##### Entries provided #####
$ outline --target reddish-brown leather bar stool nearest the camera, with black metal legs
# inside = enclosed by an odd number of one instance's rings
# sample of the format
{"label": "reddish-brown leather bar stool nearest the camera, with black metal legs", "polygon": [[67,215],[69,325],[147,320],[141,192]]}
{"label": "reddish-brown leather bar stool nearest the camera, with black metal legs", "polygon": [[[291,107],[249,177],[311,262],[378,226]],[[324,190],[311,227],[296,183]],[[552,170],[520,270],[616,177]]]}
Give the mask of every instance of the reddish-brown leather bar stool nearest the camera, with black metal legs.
#####
**Task prompt:** State how many lines in the material include the string "black". Nothing other than the number is wanted.

**Task answer:** 4